## PROBLEMAS A RESOLVER
a - Enumere os dicionários citados no excerto sobre o crime de falsas declarações.
b - Dê seguimento ao excerto sobre o crime de falsas declarações a partir do ponto em que termina.

***** EXCERTO DO TEXTO

Para tanto, formula as conclusões que se transcrevem:
1. A arguida S. M. foi condenada como autora de um crime de falsas declarações, p. e p. pelo art. 348º-A, nº 1, do Código Penal, na pena de 180 dias de multa, à taxa diária de €6,00.
2. A conduta da arguida S. M. dada como provada não integra o crime que lhe foi imputado na acusação - crime de falsificação de documento p. e p. no art. 26º e 256º, nº 1, al. d) e n.º 3 do Código Penal -, nem o crime de falsas declarações pelo qual acabou condenada (em virtude de o tribunal ter entendido que se verificava uma alteração não substancial dos factos descritos na acusação, nos termos previstos no art. 358º, nºs 1 e 3, do Código de Processo Penal, e depois de observado o formalismo previsto no citado nº 1).
3. Salvo melhor opinião, o tribunal “a quo” não interpretou corretamente a norma do art. 348º-A do Código Penal, porquanto, por força desta norma, comete crime quem declara falsamente a autoridade pública ou a funcionário no exercício das suas funções identidade, estado ou outra qualidade a que a lei atribua efeitos jurídicos, próprios ou alheios.
4. As palavras “identidade”, “estado” e “qualidade” têm, na norma do art. 348º-A do Código Penal, os seguintes sentidos:
- Identidade: “Conjunto de características, de dados próprios e exclusivos de uma pessoa, que permitem o seu reconhecimento como tal, sem confusão com outra, nome, idade, naturalidade, estado civil, filiação…”, “Circunstância de um indivíduo ser aquele que diz ser ou aquele que outrem presume que ele seja” ou “Circunstância de que um indivíduo é o mesmo que se pretende ou que se presume ser”;
- Estado: “Modo de ser de uma pessoa, considerado na sua duração”, “Modo atual de ser (de pessoa)” ou “Situação, modo de ser, de uma pessoa”:
- Qualidade: “Função exercida, título a que correspondem direitos e obrigações; condição social”, “Condição social, civil, jurídica, título…sob o qual as partes figuram num acto jurídico ou num processo”, “Aptidão”, “título, categoria”, “Condição social, civil, jurídica” ou “Modo de ser” (v. Dicionário da Língua Portuguesa Contemporânea, da Academia de Ciências de Lisboa, Verbo, 2001, Dicionário Priberam da Língua Portuguesa [em linha], 2008-2013, http://www.priberam.pt/dlpo/estado, consultado em 28-06-2016, e Novo Dicionário da Língua Portuguesa, Cândido de Figueiredo, 1913, disponível em http://www.dicionario-aberto.net/dict.pdf).

**********
***** DADOS FORNECIDOS

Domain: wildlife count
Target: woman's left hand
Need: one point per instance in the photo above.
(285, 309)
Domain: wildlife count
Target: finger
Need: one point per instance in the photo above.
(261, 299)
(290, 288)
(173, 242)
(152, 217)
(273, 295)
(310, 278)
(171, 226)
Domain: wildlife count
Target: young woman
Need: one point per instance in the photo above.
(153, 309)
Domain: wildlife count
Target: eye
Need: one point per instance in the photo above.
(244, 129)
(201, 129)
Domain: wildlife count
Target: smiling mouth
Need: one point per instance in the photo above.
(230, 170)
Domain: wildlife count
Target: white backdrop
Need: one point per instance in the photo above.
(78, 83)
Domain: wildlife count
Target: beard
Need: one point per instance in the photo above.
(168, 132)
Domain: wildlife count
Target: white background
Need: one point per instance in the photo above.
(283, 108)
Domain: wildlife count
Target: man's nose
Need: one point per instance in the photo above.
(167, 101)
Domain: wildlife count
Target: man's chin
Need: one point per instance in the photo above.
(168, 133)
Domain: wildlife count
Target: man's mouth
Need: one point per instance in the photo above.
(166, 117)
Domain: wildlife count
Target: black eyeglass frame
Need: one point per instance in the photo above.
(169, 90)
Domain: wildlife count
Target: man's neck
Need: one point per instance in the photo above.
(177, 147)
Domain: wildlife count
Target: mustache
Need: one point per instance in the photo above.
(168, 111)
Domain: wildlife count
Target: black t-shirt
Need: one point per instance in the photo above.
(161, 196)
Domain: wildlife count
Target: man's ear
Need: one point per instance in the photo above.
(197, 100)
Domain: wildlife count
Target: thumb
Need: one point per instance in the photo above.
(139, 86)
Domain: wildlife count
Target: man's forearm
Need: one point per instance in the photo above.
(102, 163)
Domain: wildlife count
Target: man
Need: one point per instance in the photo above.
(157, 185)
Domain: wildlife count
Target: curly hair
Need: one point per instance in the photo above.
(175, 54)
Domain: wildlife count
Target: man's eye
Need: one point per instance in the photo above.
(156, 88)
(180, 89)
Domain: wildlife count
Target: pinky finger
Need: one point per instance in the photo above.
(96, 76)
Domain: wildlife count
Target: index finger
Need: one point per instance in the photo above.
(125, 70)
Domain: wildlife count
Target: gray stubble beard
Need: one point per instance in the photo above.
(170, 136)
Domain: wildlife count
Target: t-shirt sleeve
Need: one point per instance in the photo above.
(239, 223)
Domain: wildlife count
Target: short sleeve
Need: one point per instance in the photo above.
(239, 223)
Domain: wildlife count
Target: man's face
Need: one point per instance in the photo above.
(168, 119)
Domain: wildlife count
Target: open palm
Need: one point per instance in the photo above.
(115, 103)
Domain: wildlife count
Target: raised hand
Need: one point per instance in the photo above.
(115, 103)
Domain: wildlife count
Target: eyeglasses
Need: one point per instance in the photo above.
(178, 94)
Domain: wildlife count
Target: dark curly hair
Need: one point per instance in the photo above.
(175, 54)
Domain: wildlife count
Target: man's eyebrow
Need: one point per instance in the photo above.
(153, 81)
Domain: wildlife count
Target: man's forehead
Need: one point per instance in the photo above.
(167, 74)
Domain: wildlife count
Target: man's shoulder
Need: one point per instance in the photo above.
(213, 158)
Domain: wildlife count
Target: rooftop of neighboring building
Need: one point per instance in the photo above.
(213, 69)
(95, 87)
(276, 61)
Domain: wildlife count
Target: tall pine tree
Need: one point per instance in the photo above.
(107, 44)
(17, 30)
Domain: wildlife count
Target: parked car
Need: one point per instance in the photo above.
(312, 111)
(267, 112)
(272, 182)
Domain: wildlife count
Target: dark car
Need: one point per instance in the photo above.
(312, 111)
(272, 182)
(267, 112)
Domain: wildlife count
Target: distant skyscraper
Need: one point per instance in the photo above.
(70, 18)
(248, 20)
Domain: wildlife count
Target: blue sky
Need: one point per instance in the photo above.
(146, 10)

**********

## RESPOSTAS POR TAREFA
a -
- Dicionário da Língua Portuguesa Contemporânea, da Academia de Ciências de Lisboa (Verbo, 2001)
- Dicionário Priberam da Língua Portuguesa [em linha], 2008-2013
- Novo Dicionário da Língua Portuguesa, de Cândido de Figueiredo (1913)

b -
5. No caso em apreço, a arguida mentiu sobre um acontecimento concreto da vida, balizado com precisão em termos de tempo e espaço (condução do veículo automóvel …-CM, nas circunstâncias de tempo e lugar indicadas no acórdão recorrido sob o nº 1, ou seja, no momento e no local da colisão entre o veículo automóvel ligeiro de passageiros …-CM, S---, e o motociclo …).
6. Não mentiu sobre o seu estado, a sua identidade ou as suas qualidades – elementos pessoais.
7. Não mentiu quanto ao seu nome, à sua data de nascimento, ao seu estado civil ou ao ser ou não titular de licença de condução.
8. A qualidade a que alude o art. 348º-A do Código Penal reporta-se a uma função, condição, título ou categoria duradouros.
9. O caso do acórdão da Relação de Évora de 21-01-2015, invocado pelo tribunal recorrido na sua argumentação, não tem paralelo com o caso em apreço: naquele caso o arguido mentiu sobre a sua identidade, disse ser outra pessoa, para que não ter de apresentar prova da sua habilitação legal para conduzir.
10. A ocorrência do acórdão da Relação de Évora de 16.06.2015, também citado pelo tribunal “a quo”, é semelhante ao caso em apreço, mas, com todo o respeito devido pelo entendimento ali perfilhado, a Relação de Évora não decidiu bem, pelas razões por nós acima expostas.
11. Condenando a arguida S. M. como autora de um crime de falsas declarações, p. e p. no 348º-A do Código Penal, o tribunal “a quo” violou, por erro de interpretação, este artigo, bem como a norma do art. 1º, nº 1, do Código Penal (“Só pode ser punido criminalmente o facto descrito e declarado passível de pena por lei anterior ao momento da sua prática”) e o princípio da legalidade nela inscrito (não há crime sem lei).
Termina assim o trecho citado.